(Written problem)
In the text below about model railways, what phrase did Triang print on its boxes to describe its products? Please keep the answer brief.

(Given text)
>>>>>

Quite, though open ended imprecise marketing terms like 'authentic' and 'realistic' were common.  Triang described their products on the boxes as 'precision scale engineering', avoiding the term modelling, and you might have argued that the engineering aspect of the range was pretty good; everything ran and did it with everything else, so the interfaces between track, wheels, buffers, and couplings had been dealt with well enough.  One might or might not have considered the milling of the chassis blocks, or the valve gear, to have been precision engineering; I would certainly have and did regard the motors and gears as very well made to fine tolerances.  I remember being much impressed when I got my first Black Princess train set in 1956, when I was 4, with the small glass bottle supplied with it of Shell 'fine machine grade whale liver oil' that you applied to the oiling points on a pin head (how precision is that to a 4 year old!), and which was clearly a very precious substance.  In my head this was the amount you got from rendering an entire whale, so it was rare and wonderful to me,

 

The 10 inch mk1s were described as 'scale length', which was fair enough, the first that Triang or anyone had produced for RTR.  Triang must have been aware of what was permissible in such a claim, as they were never described as scale in any other dimension; like all Rovex Triang and Triang Hornby products, they rode about 2mm too high.  They were a big advance on the opposition, Hornby Dublo's 'super detail' printed tinplate sided 9 inch mk1s.

 

This was all very well in 1961, but some current models are hung over from those days and still being churned out.  We have discussed the shorty clerestories, but Hornby have still to produce a steel or 7 plank mineral on a correct 9' wheelbase, and so have Dapol, with roots in the old Hornby Dublo toolings.  The Dapol Fruit D is out in pretty much every dimension, and an inferior model IMHO to the old Triang Utility Van, which you can at least do something about. 

 

A model that is to scale in it's size and dimensions, not matter how crude, can be done something with, but RTR from those days rarely was.  Some goods vehicles from both Triang and Hornby Dublo passed muster and could be re-chassised, but few locos and much else, were workable as scale models; you were better off with the nascent kit industry for both locos and stock.  I have 2 Keyser whitemetal A31 auto trailers, not highly detailed items and nowhere near acceptable to modern or even 1970s standards but ok as layout coaches (if you can get an auto fitted loco to pull them!).  I've worked them both up a bit with interiors and a floor (that's right, back in those days floors were considered super detail), and could with a bit of effort (remember that round tuit I mentioned earlier) presumably make better detailed models of them, but they'll always be t*rds to polish rather than lilies to gild with their scale 9 inch thick bodysides and ends.  They have no long term future at Cwmdimbath anyway.

<<<<<

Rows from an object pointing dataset
>>>>>

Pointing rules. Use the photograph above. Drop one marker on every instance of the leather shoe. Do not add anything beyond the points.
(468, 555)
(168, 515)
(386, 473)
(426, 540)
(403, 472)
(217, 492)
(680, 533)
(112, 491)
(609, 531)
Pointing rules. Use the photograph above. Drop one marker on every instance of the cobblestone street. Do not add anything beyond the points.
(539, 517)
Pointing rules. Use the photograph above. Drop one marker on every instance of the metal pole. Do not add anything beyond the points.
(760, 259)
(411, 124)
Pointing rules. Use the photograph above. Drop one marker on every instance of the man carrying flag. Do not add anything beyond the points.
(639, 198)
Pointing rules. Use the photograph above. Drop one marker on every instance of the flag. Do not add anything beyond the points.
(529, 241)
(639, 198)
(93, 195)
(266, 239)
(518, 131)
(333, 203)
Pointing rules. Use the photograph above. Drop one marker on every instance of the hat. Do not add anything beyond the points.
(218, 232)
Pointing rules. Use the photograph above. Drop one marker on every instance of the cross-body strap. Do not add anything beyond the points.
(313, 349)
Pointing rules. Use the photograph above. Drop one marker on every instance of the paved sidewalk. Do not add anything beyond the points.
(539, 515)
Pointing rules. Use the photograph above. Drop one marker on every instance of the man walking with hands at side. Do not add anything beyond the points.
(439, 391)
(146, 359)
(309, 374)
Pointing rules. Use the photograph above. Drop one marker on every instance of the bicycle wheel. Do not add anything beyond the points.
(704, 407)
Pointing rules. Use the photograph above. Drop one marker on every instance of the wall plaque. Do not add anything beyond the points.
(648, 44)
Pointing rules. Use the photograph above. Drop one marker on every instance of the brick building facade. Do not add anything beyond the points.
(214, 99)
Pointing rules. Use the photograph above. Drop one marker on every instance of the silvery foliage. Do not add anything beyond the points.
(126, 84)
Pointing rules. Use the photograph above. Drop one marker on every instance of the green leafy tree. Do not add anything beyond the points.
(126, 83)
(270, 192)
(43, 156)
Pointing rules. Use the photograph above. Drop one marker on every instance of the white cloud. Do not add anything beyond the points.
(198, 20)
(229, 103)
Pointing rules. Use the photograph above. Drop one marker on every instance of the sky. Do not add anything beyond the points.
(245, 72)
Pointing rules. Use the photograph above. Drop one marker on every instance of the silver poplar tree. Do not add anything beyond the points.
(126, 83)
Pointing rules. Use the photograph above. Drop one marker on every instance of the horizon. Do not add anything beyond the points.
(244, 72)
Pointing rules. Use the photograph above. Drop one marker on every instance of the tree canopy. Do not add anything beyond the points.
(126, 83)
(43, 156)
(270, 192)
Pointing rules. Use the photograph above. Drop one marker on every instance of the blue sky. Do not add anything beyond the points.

<<<<<

(Right answer)
'Precision scale engineering'